- Exercise description:
Can you return every line of the material below verbatim, changing nothing?

- Records shown:
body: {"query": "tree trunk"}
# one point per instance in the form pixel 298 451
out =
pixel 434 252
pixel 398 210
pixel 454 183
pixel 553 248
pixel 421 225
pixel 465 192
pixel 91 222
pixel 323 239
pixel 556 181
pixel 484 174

- Task result:
body: {"query": "tree trunk"}
# one point per instance in the form pixel 298 451
out =
pixel 434 252
pixel 398 210
pixel 454 183
pixel 553 248
pixel 421 225
pixel 465 192
pixel 91 222
pixel 323 239
pixel 556 181
pixel 484 174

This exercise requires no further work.